### Reading passage
Export Performance
LakeXpress auto-detects the best export method per table. Override when needed using CLI flags or the partition_columns table in the LakeXpress DB.
Export Methods
Without Key Column
| Method | Database | Description |
|---|---|---|
| None | All | Sequential export (no parallelism) |
| Ctid | PostgreSQL | Tuple ID-based parallel export |
| Rowid | Oracle | Row ID-based parallel export |
| Physloc | SQL Server | Physical location-based parallel export |
With Key Column
| Method | Description | Key Column |
|---|---|---|
| Random | Distributes using column values | Integer or bigint |
| DataDriven | Splits on distinct values | Column with distinct values (e.g., year, region) |
| RangeId | Range partitioning via min/max | Numeric or date column |
| Ntile | Even distribution | Numeric column |
Tuning Parameters
| Parameter | Default | Description |
|---|---|---|
--n_jobs | 4 | Tables exported simultaneously |
--fastbcp_p | -4 | Parallel threads per large table |
--large_table_threshold | 100000 | Row count below which tables export sequentially |
Parallel degree guidelines (--fastbcp_p):
- < 100K rows: -4 (default auto-scaled)

### Data lines
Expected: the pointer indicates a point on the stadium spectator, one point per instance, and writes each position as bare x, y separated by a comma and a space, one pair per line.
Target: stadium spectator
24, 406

### Task
In the Export Performance text, what is the default value of --n_jobs, and what does that parameter control? The data has no role in this exercise.

### Solution
The default is 4, and it sets the number of tables exported simultaneously.